Charles Aznavour chante: Saint-Jean-sur-Richelieu au mois d’août

Charles Aznavour à Saint-Jean-sur-Richelieu
Charles Aznavour à Saint-Jean-sur-Richelieu © photo: Suzette Paradis

Par un beau clair de lune à Saint-Jean-sur-Richelieu, on aurait dit que le ciel noir bleuté s’était acoquiné avec le destin pour ne laisser paraître que le scintillement d’une seule étoile en cette rare nuit chaude du mois d’août 2013, celle du plus grand maître de la chanson, l’unique Charles Aznavour.

Bien sûr, les 89 années de vie ont froissé ce visage familier et réconfortant. Bien sûr, il y a cette fragilité malgré l’aplomb des déplacements sur scène et le mordant des gestes. Bien sûr, on reconnaîtrait entre 1000, ces doigts tremblants et noueux qui lovent le microphone depuis une éternité. Bien sûr, il y a le choc de la rencontre avec ce public québécois, amoureux d’avance, mais qu’un géant comme Aznavour ne prend jamais pour acquis … séducteur et séduits à jamais.

ENTRÉES DE DONNÉES –
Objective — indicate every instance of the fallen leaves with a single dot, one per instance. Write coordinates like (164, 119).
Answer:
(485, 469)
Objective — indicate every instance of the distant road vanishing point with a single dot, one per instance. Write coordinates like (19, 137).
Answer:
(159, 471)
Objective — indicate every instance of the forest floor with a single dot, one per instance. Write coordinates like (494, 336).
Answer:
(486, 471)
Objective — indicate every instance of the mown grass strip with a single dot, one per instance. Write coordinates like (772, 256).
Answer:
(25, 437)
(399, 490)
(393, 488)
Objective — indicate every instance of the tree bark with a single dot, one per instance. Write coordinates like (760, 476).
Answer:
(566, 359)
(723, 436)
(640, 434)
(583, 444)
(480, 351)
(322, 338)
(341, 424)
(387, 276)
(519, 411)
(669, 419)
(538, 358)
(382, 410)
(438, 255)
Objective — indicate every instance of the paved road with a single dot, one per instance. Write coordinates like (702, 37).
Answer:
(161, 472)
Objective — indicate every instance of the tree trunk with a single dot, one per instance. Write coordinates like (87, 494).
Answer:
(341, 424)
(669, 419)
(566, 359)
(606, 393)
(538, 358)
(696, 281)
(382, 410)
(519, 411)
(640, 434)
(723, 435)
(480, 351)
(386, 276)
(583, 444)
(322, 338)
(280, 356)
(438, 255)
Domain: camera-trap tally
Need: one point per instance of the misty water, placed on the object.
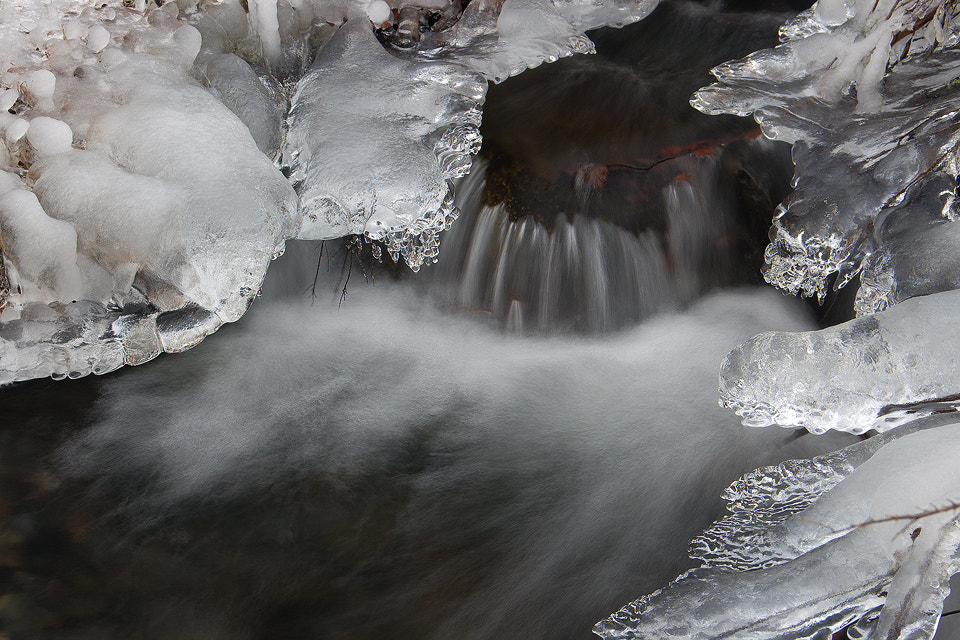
(511, 444)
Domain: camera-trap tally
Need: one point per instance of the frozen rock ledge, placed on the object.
(139, 202)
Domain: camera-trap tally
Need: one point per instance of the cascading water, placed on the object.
(391, 467)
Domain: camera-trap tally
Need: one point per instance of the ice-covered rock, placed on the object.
(138, 136)
(866, 140)
(613, 13)
(870, 373)
(867, 536)
(502, 40)
(145, 202)
(374, 141)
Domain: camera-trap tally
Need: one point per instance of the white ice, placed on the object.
(866, 93)
(869, 373)
(867, 537)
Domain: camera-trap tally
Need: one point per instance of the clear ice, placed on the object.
(137, 139)
(866, 141)
(374, 141)
(867, 537)
(870, 373)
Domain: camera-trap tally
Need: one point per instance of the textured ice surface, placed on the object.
(525, 34)
(872, 372)
(136, 139)
(157, 212)
(374, 140)
(919, 251)
(865, 142)
(865, 536)
(615, 13)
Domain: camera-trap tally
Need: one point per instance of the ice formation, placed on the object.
(368, 161)
(866, 141)
(137, 139)
(867, 536)
(870, 373)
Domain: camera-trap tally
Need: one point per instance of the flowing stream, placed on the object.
(512, 444)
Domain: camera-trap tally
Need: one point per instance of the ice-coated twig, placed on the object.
(865, 92)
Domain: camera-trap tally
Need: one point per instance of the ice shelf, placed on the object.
(864, 539)
(866, 92)
(139, 202)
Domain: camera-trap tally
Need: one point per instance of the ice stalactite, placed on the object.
(866, 141)
(866, 538)
(137, 139)
(869, 373)
(374, 141)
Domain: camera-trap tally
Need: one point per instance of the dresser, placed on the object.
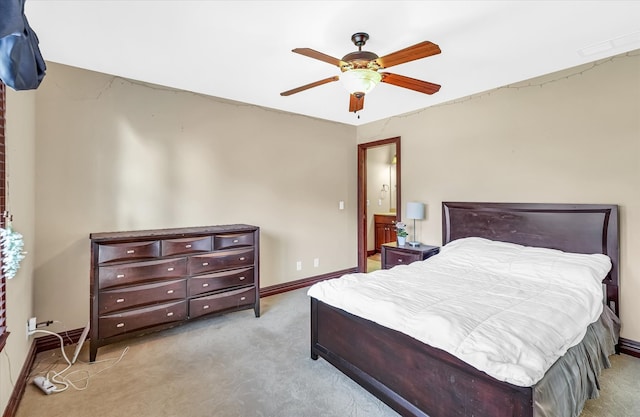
(393, 255)
(148, 280)
(385, 229)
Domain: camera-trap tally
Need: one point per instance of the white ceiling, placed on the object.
(241, 50)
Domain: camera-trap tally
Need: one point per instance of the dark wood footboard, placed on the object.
(412, 378)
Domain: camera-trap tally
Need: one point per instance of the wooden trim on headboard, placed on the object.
(579, 228)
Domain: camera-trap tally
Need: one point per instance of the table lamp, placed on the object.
(415, 211)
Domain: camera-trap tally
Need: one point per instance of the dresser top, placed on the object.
(171, 232)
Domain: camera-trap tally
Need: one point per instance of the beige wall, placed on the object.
(570, 137)
(111, 154)
(20, 145)
(117, 155)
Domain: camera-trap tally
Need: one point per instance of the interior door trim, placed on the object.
(362, 194)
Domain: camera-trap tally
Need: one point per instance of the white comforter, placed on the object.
(508, 310)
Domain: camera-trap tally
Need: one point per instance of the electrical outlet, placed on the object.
(31, 326)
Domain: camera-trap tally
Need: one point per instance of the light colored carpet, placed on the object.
(239, 365)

ÉNONCÉ DU PROBLÈME – Recopiez à l'identique le passage du texte sur le concert de Charles Aznavour compris entre « Charles Aznavour chante: Saint-Jean-sur-Richelieu » et « l’unique Charles Aznavour. », bornes incluses.

RÉSULTAT OBTENU –
Charles Aznavour chante: Saint-Jean-sur-Richelieu au mois d’août

Charles Aznavour à Saint-Jean-sur-Richelieu
Charles Aznavour à Saint-Jean-sur-Richelieu © photo: Suzette Paradis

Par un beau clair de lune à Saint-Jean-sur-Richelieu, on aurait dit que le ciel noir bleuté s’était acoquiné avec le destin pour ne laisser paraître que le scintillement d’une seule étoile en cette rare nuit chaude du mois d’août 2013, celle du plus grand maître de la chanson, l’unique Charles Aznavour.